What to produce = The answer should consist of all the records, copied exactly.

Supplied material =
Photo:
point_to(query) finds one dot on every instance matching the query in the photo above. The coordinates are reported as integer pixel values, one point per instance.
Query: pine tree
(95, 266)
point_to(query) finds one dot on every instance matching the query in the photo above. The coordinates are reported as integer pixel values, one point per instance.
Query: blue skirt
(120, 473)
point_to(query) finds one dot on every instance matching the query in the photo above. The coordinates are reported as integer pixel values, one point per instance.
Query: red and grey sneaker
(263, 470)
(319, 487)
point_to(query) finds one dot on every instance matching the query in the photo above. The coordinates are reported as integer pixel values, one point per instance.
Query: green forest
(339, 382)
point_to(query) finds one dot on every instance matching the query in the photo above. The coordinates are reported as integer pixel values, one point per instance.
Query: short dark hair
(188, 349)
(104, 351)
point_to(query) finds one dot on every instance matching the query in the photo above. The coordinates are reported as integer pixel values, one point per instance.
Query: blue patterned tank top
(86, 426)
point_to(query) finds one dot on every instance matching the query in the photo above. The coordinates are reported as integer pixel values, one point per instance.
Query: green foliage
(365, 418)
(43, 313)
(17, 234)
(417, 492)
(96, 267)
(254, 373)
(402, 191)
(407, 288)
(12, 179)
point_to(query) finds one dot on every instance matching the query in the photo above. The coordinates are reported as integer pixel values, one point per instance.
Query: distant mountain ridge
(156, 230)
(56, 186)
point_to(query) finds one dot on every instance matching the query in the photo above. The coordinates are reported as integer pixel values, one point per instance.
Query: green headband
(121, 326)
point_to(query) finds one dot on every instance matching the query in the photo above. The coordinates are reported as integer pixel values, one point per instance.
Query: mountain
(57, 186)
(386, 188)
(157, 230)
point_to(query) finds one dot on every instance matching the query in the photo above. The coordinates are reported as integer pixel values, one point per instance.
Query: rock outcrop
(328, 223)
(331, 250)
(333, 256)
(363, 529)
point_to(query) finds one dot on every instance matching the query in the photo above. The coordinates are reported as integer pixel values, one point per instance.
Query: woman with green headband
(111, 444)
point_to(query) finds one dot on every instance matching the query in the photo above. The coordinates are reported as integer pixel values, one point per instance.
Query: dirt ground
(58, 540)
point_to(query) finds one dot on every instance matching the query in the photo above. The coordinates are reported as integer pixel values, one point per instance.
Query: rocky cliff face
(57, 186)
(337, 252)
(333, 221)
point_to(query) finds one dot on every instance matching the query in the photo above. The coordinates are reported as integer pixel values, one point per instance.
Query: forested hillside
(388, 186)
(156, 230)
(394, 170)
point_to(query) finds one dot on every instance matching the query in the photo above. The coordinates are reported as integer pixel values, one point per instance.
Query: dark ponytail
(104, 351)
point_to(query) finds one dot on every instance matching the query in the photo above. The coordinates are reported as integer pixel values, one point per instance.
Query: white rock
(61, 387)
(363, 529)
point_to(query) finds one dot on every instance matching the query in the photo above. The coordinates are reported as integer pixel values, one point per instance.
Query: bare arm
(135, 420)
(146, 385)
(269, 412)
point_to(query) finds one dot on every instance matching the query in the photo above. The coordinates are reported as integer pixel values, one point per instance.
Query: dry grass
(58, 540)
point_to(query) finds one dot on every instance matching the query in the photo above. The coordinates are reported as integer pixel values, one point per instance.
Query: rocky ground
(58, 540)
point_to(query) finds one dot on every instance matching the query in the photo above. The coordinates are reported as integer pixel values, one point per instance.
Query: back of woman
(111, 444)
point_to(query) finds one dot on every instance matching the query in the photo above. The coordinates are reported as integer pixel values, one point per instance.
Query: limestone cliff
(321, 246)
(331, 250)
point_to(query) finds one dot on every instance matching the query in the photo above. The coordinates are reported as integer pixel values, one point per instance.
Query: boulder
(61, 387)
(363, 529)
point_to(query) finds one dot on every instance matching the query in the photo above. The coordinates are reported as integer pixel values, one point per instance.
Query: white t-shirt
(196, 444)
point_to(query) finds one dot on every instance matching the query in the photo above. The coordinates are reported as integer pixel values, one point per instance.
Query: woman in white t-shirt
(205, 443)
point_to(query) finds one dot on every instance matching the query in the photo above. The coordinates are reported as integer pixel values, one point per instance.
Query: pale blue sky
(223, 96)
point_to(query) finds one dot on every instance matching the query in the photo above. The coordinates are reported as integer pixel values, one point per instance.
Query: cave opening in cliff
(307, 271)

Solution to this problem =
Photo:
point_to(query) finds one dot on every instance matching the query in the photo above. The coordinates are reported as integer pixel values, one point per instance.
Query: pine tree
(95, 266)
point_to(query) finds one dot on every instance matching the query in the photo above. The coordinates are reported as integer pixel values, one point per instance.
Query: blue skirt
(120, 473)
point_to(query) finds one dot on every instance matching the query in the photo above. The coordinates are reported as integer pixel values, one point per instance.
Query: red and grey sneaker
(263, 470)
(319, 487)
point_to(query) finds one dot on every instance matching the query in the photo above. The coordinates are reported as integer pixel values, one point per instance.
Query: green forest
(339, 382)
point_to(query) finds one dot on every instance matching the query in the photo above. The coordinates are reported as integer pixel values, one point per instance.
Query: short dark hair
(188, 349)
(104, 351)
point_to(query) finds one dot on every instance matching the query in the photo above. The coordinates are reported as integer pixel values, one point per instance.
Query: blue patterned tank top
(86, 426)
point_to(query) finds one dot on every instance matching the query in the photo above. The coordinates are reported as integer pixel values, one point per instance.
Query: green foliage
(365, 418)
(43, 313)
(17, 234)
(417, 492)
(96, 267)
(254, 373)
(402, 191)
(407, 288)
(12, 179)
point_to(query) finds one dot on every instance matching the query in the photo above. The coordinates are reported as integer pixel values, one point per instance.
Query: distant mountain ridge
(156, 230)
(56, 186)
point_to(query) finds one dot on every instance matching the query in the photo above. The coordinates are reported as integer pixel values, one point per instance.
Query: green headband
(121, 326)
point_to(query) finds one dot on every instance matching the query in the photo above. The coordinates are reported as integer pixel values, one point per instance.
Query: mountain
(57, 186)
(386, 188)
(157, 230)
point_to(query) finds one dot on every instance matching the query in the photo above. The coordinates are reported as integer pixel values, one point per instance.
Query: rock outcrop
(328, 223)
(331, 250)
(333, 256)
(363, 529)
point_to(query) finds one dot on every instance matching the query in the photo above. The coordinates are reported as integer pixel values, one point per instance.
Query: woman with green headband
(111, 444)
point_to(query) finds one dot on every instance matching the query in the photo above. The coordinates are reported as integer pixel values, one point per instance.
Query: dirt ground
(58, 540)
point_to(query) finds one dot on every instance matching the query in the photo above. The coordinates are reported as integer pixel values, one point per instance.
Query: rocky cliff face
(57, 186)
(337, 252)
(333, 221)
point_to(query) finds one dot on every instance matching the query in the photo above. The coordinates are reported as integer pixel values, one point per instance.
Query: forested hillside
(388, 186)
(156, 230)
(394, 170)
point_to(query) finds one dot on every instance matching the query in the photo above. The coordinates are reported as integer pixel values, one point per instance.
Query: dark ponytail
(104, 351)
point_to(query) finds one dot on every instance matching the query in the photo above. The coordinates are reported as integer pixel values, one point per instance.
Query: white rock
(61, 387)
(363, 529)
point_to(query) finds one dot on every instance matching the query in the photo above. The coordinates are reported as integer pixel values, one point per instance.
Query: bare arm
(135, 420)
(146, 385)
(269, 412)
point_to(query) finds one dot on every instance matching the query in the photo above. The coordinates are reported as integer pixel values, one point per instance.
Query: dry grass
(58, 540)
point_to(query) finds one dot on every instance matching the query in the photo above. The coordinates are reported as integer pixel values, one point per instance.
Query: rocky ground
(58, 540)
point_to(query) finds one dot on every instance matching the query in the photo above. The coordinates are reported as integer pixel values, one point per instance.
Query: back of woman
(111, 444)
point_to(query) finds one dot on every instance matching the query in the photo above. The coordinates are reported as integer pixel values, one point per instance.
Query: limestone cliff
(321, 246)
(331, 250)
point_to(query) finds one dot on every instance matching the query in the photo above. The coordinates are reported as integer pixel values, one point per instance.
Query: boulder
(61, 387)
(363, 529)
point_to(query) finds one dot on every instance matching the query in the photo above. The coordinates are reported as integer pixel values, one point per instance.
Query: white t-shirt
(196, 444)
point_to(query) finds one dot on every instance matching the query in the photo above. The coordinates are reported as integer pixel values, one point per instance.
Query: woman in white t-shirt
(205, 443)
point_to(query) finds one dot on every instance matching the query in the photo above. The coordinates are reported as integer pixel values, one point per instance.
Query: pale blue sky
(223, 96)
point_to(query) finds one dot on every instance matching the query in the photo above. The coordinates are reported as integer pixel values, one point per instance.
Query: cave opening in cliff
(307, 271)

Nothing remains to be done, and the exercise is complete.